── Article

Source: [Why Is My Classifier Discriminatory?](https://youtu.be/kLUc1bG2rv4)

### Motivation
It is **surprisingly easy** to make a discriminatory algorithm even accidentally.

Logistic regression showed differences in accuracy by race, especially high errors for asians. 

This paper includes:
* Find the sources of unfairness to guide resource allocation.
* Decompose unfairness into bias, variance, and noise.
* Demonstrate methods to guide feature augmentation and training data collection to fix unfairness.

### What are some of the reasons for unfairness?
* Some groups are underrepresented, resulting higher errors.
  This is due to **Variance** and can be solved by collecting more data.
* Model class ill suited for a particular group. The resulting error is due to **Bias** and can be fixed by changing the model class. 
* If one group is harder to predict compared to another even with the best model and infinite data. This error is due to noise and recommended to collect more features.

### Method
Fairness definition:
Fairness is defined as a difference between the loss metric between two groups.

────

Problems to work on:
**1.** In the notes on discriminatory classifiers, what fix is given for error that comes from bias?
**2.** Continue the notes on discriminatory classifiers from the point where they end.

── Supplied records

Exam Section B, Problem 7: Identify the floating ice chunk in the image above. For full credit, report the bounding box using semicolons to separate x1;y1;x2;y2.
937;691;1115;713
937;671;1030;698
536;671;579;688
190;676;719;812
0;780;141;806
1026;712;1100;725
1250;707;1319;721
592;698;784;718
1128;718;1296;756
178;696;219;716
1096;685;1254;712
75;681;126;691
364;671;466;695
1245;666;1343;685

────

Responses to the tasks:
**1.** Changing the model class.

**2.**
In the context of **loss functions** like false positive rate, false negative rate, etc.

For example, acuracy for data D and prediction $\hat Y$:

$\gamma_a(\hat Y, Y, D) := P_D(\hat Y \neq Y | A = a)$

Formalizing **unfairness as group differences**

$\bar \Gamma(\hat Y) := |\gamma_1 - \gamma_0|$

Note: This method relies on accurate Y labels and focus on algorithmic error.

**Theorem 1:** For error over group a given predictor $\hat Y$:

$\bar\gamma_a(\hat Y) = \bar B_a(\hat Y) + \bar V_a(\hat Y) + \bar N_a$

Note that $\bar N_a$ indicates the expectation of $N_a$ over X and data D.

Accordingly, The expected discrimination level $\bar \Gamma(\hat Y) := |\gamma_1 - \gamma_0|$ can be decomposed into differences in bias, differences in variance, and differences in noise.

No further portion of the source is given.